## Short task:
Rewrite everything from the line containing "[point] white building" down to the end of the items below, switching "marker" to "dot" and leaving the rest unchanged.

## Exercise data:
/---

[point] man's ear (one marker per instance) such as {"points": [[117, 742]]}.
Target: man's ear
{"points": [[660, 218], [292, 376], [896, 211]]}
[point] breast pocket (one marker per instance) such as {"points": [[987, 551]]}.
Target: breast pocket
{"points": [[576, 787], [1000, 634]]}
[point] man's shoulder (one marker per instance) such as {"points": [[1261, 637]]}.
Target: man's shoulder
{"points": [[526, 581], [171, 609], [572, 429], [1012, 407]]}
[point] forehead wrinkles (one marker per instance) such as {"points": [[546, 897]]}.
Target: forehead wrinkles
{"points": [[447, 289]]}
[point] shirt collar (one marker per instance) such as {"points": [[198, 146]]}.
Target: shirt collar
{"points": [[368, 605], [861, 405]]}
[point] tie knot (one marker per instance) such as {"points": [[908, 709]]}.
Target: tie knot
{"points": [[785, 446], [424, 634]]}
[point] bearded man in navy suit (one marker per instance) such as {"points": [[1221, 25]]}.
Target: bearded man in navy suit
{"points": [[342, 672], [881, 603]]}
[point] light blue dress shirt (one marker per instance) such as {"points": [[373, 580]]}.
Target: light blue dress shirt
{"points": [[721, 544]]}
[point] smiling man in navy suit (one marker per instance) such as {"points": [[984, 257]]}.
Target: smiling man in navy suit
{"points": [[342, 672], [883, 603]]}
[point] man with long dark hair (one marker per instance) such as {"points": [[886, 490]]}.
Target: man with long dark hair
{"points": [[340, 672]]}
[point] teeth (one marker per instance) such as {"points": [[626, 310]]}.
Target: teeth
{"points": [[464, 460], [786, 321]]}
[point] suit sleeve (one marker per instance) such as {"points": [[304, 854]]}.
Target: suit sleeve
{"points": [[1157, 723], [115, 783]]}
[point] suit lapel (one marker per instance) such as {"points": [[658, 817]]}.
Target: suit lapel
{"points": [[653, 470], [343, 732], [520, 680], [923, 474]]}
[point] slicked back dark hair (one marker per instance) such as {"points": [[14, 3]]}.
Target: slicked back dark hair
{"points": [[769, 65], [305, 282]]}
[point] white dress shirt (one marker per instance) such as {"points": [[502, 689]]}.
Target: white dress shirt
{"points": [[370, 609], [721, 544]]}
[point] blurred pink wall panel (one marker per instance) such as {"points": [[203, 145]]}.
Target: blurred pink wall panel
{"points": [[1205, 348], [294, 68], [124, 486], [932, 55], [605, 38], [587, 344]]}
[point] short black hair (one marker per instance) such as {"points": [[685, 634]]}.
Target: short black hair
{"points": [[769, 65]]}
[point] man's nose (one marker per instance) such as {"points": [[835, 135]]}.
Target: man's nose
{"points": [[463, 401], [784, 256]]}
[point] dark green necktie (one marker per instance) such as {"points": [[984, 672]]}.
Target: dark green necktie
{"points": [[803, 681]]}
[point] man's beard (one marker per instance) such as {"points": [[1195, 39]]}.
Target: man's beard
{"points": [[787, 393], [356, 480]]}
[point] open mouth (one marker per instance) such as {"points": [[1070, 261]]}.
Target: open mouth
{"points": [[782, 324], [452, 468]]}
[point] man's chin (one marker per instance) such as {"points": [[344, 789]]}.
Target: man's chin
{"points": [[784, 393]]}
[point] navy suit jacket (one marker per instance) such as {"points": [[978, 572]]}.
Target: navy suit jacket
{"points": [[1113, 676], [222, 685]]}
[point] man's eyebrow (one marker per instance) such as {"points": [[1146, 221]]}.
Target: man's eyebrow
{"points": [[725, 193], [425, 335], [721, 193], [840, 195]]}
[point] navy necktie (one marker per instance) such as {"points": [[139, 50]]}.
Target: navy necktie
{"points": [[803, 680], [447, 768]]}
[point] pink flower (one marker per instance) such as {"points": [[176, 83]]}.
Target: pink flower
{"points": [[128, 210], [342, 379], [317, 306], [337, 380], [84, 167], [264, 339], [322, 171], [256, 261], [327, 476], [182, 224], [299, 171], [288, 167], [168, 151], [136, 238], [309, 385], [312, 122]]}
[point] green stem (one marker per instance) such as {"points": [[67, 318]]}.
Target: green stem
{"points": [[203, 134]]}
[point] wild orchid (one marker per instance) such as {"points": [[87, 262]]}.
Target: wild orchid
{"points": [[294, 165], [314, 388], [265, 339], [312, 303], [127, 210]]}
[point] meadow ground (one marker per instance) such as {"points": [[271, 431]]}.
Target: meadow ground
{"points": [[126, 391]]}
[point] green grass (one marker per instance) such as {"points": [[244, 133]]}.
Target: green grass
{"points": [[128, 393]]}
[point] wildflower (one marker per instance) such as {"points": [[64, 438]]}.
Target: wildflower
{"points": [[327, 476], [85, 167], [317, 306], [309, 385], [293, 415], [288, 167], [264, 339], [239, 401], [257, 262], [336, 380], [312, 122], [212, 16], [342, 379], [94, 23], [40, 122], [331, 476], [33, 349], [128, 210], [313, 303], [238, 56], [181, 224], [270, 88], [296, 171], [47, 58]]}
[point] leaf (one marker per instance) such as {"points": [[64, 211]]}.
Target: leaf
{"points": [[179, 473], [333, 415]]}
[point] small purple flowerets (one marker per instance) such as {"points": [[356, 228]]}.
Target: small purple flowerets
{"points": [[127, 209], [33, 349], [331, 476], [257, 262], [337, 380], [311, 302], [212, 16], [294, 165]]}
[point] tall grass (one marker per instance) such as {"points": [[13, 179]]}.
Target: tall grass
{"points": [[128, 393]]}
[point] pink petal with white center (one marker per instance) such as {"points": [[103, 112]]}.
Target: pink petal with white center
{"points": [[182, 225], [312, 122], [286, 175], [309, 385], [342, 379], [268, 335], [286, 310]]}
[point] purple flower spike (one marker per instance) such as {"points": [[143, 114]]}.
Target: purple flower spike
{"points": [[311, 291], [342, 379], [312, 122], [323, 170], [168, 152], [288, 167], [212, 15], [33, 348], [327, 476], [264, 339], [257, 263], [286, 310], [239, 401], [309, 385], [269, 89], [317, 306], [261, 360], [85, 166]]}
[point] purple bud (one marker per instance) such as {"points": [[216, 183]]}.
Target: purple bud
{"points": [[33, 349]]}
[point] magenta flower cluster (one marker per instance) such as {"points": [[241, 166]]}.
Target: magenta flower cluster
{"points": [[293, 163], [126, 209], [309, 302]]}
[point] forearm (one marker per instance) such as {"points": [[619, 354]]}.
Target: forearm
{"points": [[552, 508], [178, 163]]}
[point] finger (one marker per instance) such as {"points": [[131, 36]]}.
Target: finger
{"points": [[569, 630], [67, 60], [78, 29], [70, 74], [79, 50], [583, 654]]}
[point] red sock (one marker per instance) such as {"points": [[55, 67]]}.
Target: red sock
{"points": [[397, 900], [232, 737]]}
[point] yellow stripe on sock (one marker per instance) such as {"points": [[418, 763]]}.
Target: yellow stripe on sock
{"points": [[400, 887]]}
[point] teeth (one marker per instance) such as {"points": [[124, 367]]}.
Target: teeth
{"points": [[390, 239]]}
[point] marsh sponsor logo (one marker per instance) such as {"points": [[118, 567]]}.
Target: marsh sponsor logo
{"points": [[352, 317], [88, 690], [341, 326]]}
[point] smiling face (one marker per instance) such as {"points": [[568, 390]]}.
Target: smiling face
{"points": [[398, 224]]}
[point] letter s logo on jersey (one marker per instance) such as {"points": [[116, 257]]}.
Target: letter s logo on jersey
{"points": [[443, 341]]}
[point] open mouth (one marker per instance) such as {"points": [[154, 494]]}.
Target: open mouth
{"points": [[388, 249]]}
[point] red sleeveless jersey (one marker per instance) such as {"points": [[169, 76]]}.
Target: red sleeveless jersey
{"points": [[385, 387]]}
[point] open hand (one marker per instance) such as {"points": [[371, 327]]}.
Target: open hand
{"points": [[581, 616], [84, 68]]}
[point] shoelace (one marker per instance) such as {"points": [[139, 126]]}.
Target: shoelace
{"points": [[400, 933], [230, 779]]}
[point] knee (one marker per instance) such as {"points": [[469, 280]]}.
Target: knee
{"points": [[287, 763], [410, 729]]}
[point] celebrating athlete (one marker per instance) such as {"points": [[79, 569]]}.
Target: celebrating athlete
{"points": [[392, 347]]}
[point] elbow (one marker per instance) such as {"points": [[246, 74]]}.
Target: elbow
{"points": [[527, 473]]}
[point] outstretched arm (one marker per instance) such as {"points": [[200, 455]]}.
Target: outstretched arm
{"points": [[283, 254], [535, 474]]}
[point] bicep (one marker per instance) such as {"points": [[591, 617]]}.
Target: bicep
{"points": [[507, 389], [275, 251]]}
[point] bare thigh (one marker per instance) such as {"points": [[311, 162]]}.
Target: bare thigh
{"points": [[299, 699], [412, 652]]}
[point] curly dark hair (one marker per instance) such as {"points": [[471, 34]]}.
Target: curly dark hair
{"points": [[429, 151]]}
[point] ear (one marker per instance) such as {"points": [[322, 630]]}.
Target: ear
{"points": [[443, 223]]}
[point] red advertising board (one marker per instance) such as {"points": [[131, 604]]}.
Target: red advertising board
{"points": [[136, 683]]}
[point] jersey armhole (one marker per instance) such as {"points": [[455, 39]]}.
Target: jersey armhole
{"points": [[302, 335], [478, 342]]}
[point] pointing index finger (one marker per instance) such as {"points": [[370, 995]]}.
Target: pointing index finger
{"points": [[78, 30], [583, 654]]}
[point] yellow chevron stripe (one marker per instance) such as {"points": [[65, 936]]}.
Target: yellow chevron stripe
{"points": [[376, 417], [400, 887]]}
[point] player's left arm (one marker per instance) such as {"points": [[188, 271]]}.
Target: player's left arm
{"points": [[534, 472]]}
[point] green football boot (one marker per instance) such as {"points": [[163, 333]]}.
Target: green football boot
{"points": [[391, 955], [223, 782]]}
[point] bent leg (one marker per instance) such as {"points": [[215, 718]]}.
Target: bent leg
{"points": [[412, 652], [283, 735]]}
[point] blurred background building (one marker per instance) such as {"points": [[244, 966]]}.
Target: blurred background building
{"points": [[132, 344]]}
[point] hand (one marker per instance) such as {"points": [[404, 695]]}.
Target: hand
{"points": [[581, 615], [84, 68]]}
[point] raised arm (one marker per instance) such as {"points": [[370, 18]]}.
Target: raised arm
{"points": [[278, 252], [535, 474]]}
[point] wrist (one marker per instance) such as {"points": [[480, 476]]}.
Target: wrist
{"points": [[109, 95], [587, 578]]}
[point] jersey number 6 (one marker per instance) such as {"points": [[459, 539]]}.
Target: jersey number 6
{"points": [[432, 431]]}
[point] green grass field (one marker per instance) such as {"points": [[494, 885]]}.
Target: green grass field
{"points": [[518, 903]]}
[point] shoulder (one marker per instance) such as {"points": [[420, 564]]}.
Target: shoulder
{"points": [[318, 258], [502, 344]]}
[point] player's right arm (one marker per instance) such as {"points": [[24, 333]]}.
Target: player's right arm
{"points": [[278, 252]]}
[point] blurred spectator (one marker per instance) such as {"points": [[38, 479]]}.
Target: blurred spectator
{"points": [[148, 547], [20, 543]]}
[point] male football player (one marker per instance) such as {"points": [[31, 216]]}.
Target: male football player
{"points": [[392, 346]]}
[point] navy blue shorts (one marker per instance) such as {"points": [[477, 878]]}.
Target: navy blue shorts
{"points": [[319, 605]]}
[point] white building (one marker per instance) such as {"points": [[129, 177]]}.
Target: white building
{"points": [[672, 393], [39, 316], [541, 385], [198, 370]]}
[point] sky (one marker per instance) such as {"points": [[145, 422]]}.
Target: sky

\---

## Final result:
[point] white building (one dot per instance) such as {"points": [[129, 177]]}.
Target: white building
{"points": [[672, 393], [39, 316], [541, 385], [198, 370]]}
[point] sky (one dot per instance) such as {"points": [[145, 422]]}.
Target: sky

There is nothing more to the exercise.